= Stated problem =
Starting with the line with "Tag every instance of the cabin" and going on through the line with "(1173, 321)", change "metal girder" to "steel girder". Write out only those lines, leaving everything else in them unchanged.

Records contained in a dataset
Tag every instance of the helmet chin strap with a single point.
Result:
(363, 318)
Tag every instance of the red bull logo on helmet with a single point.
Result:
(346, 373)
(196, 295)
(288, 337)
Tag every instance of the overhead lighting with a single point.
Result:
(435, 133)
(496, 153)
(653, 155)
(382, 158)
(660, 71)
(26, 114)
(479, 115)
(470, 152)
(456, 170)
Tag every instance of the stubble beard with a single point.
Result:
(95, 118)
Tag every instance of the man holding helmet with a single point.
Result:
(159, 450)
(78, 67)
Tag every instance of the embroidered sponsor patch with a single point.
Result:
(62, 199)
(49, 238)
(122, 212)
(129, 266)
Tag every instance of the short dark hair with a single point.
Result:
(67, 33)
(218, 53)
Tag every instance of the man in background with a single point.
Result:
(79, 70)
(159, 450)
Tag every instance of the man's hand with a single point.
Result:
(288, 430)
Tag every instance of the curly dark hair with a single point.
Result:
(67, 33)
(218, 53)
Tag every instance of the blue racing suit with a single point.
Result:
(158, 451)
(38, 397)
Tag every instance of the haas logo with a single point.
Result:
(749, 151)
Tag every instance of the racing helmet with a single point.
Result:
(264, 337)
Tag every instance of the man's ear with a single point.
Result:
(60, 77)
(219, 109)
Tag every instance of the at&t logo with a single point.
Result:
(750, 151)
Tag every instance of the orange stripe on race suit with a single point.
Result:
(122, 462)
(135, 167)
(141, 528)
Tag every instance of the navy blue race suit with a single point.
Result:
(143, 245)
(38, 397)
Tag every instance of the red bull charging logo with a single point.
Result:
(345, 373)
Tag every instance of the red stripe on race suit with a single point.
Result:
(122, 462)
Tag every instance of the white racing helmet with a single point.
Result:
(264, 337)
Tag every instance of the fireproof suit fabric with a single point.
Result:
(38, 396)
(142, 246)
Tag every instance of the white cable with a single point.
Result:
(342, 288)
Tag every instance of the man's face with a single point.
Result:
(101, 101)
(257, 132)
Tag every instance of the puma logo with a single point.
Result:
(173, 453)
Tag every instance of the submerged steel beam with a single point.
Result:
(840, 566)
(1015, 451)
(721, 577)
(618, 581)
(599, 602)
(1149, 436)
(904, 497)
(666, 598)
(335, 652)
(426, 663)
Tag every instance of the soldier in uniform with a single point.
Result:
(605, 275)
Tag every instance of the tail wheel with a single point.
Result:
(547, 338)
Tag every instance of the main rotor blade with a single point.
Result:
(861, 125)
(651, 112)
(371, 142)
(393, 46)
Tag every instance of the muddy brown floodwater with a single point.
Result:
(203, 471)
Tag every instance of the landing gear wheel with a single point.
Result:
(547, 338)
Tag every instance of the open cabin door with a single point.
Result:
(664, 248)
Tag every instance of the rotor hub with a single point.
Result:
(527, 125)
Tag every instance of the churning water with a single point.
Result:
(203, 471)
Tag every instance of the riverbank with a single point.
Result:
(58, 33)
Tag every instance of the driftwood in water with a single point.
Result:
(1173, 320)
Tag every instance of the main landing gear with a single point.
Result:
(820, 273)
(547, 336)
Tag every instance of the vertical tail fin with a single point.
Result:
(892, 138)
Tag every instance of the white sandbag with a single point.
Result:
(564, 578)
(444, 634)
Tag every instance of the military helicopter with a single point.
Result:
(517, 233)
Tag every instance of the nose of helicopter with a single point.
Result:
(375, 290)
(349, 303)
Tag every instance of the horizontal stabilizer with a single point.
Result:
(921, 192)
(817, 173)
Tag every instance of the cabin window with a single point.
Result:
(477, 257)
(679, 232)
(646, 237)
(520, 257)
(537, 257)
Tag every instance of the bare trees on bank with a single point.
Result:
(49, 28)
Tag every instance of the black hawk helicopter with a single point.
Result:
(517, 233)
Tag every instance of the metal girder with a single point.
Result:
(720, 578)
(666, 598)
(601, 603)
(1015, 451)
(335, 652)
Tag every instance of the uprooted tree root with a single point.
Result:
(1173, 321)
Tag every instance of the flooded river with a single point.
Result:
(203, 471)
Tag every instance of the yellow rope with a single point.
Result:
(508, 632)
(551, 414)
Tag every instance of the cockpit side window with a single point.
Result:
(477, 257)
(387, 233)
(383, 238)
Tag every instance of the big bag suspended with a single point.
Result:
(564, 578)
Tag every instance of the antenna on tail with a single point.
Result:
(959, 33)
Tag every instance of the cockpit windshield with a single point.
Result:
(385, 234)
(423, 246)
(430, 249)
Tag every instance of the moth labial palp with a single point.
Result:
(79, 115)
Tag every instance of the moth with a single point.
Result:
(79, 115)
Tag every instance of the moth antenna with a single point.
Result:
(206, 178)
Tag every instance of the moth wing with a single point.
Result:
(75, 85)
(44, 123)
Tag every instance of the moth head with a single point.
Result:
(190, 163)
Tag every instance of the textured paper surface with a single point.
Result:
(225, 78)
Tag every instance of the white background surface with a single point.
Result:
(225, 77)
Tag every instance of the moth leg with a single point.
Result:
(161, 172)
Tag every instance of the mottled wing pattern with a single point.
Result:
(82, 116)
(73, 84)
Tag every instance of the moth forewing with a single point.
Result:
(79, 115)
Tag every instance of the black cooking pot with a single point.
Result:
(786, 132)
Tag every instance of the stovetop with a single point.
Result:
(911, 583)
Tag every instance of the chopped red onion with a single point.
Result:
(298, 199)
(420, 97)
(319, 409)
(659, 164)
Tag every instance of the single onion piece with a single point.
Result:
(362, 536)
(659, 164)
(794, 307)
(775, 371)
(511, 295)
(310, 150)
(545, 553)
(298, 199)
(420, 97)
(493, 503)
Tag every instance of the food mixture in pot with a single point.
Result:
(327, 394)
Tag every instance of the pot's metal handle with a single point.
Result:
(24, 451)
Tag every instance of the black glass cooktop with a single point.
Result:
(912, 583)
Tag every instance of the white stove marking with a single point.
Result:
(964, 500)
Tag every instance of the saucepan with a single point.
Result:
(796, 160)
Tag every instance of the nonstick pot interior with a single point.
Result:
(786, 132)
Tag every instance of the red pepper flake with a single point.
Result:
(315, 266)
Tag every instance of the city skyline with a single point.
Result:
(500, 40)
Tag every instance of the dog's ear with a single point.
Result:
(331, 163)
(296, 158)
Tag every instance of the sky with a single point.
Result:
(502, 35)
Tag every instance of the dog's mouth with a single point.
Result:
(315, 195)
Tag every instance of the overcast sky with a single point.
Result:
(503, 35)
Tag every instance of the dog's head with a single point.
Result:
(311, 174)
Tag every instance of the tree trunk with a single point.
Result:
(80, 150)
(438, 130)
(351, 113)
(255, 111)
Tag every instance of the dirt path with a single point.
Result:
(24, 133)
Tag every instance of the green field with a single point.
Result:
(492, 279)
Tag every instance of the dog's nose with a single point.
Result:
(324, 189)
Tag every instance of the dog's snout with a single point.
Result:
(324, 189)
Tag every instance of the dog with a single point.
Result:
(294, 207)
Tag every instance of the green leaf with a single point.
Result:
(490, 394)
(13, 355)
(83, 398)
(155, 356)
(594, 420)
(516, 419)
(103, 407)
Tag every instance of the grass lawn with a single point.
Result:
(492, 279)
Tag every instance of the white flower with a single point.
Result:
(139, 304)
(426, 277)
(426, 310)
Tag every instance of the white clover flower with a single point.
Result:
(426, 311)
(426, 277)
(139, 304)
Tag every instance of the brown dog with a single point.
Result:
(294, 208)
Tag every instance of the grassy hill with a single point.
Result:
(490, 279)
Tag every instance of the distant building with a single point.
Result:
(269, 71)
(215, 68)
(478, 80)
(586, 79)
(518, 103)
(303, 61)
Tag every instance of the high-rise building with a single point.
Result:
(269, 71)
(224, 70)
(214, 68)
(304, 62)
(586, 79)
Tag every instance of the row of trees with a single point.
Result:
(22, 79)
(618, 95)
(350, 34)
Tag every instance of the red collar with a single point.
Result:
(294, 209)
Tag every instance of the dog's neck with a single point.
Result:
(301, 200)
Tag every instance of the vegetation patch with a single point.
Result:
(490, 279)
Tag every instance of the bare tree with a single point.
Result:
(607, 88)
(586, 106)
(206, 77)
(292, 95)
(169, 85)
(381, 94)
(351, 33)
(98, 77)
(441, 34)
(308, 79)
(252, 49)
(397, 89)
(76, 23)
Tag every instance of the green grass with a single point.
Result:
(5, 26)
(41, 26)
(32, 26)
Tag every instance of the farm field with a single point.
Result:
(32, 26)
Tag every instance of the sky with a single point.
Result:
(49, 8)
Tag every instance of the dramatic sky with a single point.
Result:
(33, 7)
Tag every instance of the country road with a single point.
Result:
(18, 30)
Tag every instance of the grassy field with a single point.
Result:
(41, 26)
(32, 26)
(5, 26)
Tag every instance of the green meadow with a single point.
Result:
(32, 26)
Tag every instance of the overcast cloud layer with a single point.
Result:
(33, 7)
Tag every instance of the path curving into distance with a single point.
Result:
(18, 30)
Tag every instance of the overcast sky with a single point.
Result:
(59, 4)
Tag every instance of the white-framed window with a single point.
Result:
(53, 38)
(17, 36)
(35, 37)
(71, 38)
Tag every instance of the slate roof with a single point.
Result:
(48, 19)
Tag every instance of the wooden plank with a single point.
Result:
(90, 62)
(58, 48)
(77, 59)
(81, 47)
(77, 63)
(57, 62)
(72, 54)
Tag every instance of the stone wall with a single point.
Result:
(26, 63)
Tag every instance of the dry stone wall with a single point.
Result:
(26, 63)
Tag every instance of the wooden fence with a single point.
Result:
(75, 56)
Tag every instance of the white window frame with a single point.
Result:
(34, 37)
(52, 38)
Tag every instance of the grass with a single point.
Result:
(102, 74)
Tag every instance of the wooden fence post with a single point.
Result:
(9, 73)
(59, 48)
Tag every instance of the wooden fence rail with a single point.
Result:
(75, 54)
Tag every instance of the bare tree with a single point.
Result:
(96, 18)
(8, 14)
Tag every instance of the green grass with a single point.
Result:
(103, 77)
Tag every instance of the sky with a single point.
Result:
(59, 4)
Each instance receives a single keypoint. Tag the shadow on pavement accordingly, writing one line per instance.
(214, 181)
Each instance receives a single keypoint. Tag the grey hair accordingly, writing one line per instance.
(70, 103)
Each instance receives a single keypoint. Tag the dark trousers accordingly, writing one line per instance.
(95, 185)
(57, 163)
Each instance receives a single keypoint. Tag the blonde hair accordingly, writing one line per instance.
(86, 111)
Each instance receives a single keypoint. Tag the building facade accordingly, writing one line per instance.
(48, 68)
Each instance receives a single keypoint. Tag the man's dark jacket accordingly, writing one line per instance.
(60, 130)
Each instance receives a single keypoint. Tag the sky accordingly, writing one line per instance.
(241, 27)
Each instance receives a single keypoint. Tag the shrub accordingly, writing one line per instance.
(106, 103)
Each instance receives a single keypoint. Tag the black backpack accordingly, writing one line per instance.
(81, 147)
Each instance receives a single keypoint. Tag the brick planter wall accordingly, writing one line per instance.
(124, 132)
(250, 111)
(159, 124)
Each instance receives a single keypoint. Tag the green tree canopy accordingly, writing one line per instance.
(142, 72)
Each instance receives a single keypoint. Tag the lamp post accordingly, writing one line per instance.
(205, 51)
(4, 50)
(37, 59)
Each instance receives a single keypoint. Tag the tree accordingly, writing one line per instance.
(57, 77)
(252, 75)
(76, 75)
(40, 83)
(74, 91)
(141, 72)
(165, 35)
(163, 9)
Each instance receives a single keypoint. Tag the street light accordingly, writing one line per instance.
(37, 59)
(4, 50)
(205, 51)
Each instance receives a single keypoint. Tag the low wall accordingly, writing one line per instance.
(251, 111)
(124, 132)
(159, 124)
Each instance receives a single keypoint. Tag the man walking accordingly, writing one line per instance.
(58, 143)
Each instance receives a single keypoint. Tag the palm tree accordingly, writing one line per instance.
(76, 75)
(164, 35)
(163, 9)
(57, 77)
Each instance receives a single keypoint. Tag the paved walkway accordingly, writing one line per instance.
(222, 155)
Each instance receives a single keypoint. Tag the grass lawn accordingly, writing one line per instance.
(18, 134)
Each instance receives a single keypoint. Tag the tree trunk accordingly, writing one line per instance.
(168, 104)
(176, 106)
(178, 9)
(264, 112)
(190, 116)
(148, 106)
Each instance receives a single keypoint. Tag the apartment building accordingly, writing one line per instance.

= Completed task =
Tag every instance of the cabin window with a single point.
Result:
(477, 257)
(679, 232)
(646, 237)
(520, 257)
(537, 257)
Tag every instance of the bare trees on bank with a single point.
Result:
(49, 28)
Tag every instance of the black hawk helicopter with a single point.
Result:
(517, 233)
Tag every instance of the steel girder with a single point.
Result:
(720, 578)
(666, 598)
(601, 603)
(1015, 451)
(335, 652)
Tag every instance of the uprooted tree root with a single point.
Result:
(1173, 321)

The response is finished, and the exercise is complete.